Finally, Frank Robinson took the stand. He testified that Scopes himself admitted that “any teacher in the state who was teaching Hunter’s Biology was violating the law.” On cross-examination, Darrow asked him about this textbook. “You were selling them, were you not?” and “You were a member of the school board?” Spectators began to laugh as they caught Darrow’s drift, and broke out again when he cautioned the witness, as if advising a bootlegger, “You are not bound to answer these questions.” Stewart could only joke back, “The law says teach, not sell.”
11
Darrow was having too much fun at the prosecution’s expense. Stewart decided against calling further witnesses. He simply stated that others were prepared to offer similar testimony and rested the state’s case less than an hour after it began.
With the afternoon drawing to a close, Darrow called the defense’s first witness, the zoologist Maynard M. Metcalf. Stewart interrupted to remind Darrow, “We have a rule in this state that precludes the defendant from taking the stand if he does not take the stand first.” Darrow turned to the judge, “Your honor, every single word that was said against this defendant, everything was true.” Scopes would not testify, Darrow declared.

______

WHAT YOU NEED TO DO:
• a. Rewrite the Scopes trial passage from "With the afternoon" up to and including "testify, Darrow declared.", with "zoologist" changed to "biologist".
• b. Extend the Scopes trial passage past its final sentence.

______

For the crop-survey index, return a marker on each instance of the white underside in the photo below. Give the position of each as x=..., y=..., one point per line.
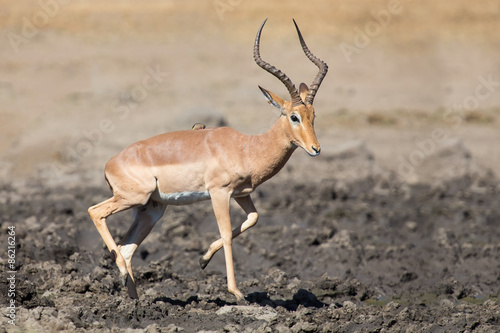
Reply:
x=182, y=198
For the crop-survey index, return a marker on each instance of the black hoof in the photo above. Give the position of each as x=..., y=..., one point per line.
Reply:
x=113, y=255
x=204, y=263
x=132, y=291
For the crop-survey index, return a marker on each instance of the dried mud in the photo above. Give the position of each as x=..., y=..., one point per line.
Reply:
x=355, y=250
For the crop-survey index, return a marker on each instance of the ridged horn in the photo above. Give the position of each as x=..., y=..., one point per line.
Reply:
x=294, y=94
x=323, y=68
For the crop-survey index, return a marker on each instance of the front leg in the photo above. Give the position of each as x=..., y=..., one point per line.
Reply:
x=252, y=217
x=220, y=203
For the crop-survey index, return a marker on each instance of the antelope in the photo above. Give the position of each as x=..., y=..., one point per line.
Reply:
x=184, y=167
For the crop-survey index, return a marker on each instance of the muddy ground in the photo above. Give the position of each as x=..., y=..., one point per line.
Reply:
x=363, y=253
x=393, y=228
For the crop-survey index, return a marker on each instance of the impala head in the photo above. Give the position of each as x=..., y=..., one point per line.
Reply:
x=299, y=111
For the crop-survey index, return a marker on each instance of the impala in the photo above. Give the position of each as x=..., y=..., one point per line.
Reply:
x=184, y=167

______

ANSWERS TO THIS EXERCISE:
• a.
With the afternoon drawing to a close, Darrow called the defense’s first witness, the biologist Maynard M. Metcalf. Stewart interrupted to remind Darrow, “We have a rule in this state that precludes the defendant from taking the stand if he does not take the stand first.” Darrow turned to the judge, “Your honor, every single word that was said against this defendant, everything was true.” Scopes would not testify, Darrow declared.

• b.
12
Rather than deny what Scopes had done, the defense would seek to show that his actions did not violate the law—and this required expert testimony about the theory of evolution and the Bible. “So I sat speechless, a ringside observer at my own trial, until the end of the circus,” Scopes later commented. “Darrow realized that I was not a [biology] teacher and he was afraid that if I were put on the stand I would be asked if I actually taught biology,” he added. “Although I knew something of science in general, it would be quite another matter to deal exhaustively with scientific questions on the witness stand.”